__List of tasks__.
1. Translate this sentence from the fan passage into Spanish: "Guess they learned over the years not to come."
2. Reproduce a section of the fan passage, starting at the words "No question, those" and ending after "glorious Giants disaster.".

No question, those who opted for Game 4 would be challenged by the sobriety-challenged.

“We think about that,” said Steve, security person charged with keeping Yankee reliever’s mothers out of the conversations of fans above the visiting bullpen. “If it gets to 6-1 either way . . .”

Then it would become like the Mets were in town. Considering how many drinks had been put away, good thing the Yankees couldn’t put it away last night. Regardless, the City of One Champion (well, at least for one more day) settled for eating, drinking, and being merry about the glorious Giants disaster.

The rout was so complete, said Shane Storm, who drives three hours from Hanover, Pa., for his full Eagles and Sunday Phillies plans, the miserable Giants fans had been driven underground.

“Not many there today,” he said. “Guess they learned over the years not to come.”

“When they do, they don’t get dressed up in their team gear, are kind of in disguise. If you see a guy sitting in a brown coat, it’s probably a Giants fan.”

[Part of a data file]
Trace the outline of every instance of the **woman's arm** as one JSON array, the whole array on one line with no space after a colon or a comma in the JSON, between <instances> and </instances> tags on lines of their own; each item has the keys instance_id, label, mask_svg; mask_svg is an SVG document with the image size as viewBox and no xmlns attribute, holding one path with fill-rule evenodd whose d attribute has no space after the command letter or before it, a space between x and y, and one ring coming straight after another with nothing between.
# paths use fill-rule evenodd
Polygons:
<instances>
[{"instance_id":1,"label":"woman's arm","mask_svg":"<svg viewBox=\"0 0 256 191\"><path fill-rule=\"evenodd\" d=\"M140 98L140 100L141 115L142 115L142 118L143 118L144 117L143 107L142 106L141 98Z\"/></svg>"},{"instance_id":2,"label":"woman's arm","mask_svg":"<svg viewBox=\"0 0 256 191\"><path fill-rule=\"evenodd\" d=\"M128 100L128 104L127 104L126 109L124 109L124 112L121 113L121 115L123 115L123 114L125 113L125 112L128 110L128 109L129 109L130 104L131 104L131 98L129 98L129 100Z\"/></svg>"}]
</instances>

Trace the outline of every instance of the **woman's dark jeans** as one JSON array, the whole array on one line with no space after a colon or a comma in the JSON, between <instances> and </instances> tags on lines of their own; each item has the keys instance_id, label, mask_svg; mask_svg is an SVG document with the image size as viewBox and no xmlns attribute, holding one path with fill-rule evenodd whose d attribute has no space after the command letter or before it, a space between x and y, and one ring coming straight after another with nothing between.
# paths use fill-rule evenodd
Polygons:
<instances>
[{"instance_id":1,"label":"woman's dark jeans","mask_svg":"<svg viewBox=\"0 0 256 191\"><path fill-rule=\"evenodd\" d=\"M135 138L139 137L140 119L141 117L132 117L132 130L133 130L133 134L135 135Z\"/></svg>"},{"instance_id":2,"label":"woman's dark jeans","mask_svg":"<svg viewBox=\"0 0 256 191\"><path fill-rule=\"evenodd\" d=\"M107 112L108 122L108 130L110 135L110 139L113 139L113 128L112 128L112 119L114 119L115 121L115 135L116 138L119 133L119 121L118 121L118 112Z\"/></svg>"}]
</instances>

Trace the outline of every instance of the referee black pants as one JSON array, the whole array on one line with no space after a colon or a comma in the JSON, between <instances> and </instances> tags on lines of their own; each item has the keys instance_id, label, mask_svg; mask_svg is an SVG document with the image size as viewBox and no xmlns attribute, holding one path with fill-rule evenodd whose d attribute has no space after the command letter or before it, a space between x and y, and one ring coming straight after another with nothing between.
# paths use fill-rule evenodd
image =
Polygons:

__Correct answers__.
1. Supongo que con los años aprendieron a no venir.

2.
No question, those who opted for Game 4 would be challenged by the sobriety-challenged.

“We think about that,” said Steve, security person charged with keeping Yankee reliever’s mothers out of the conversations of fans above the visiting bullpen. “If it gets to 6-1 either way . . .”

Then it would become like the Mets were in town. Considering how many drinks had been put away, good thing the Yankees couldn’t put it away last night. Regardless, the City of One Champion (well, at least for one more day) settled for eating, drinking, and being merry about the glorious Giants disaster.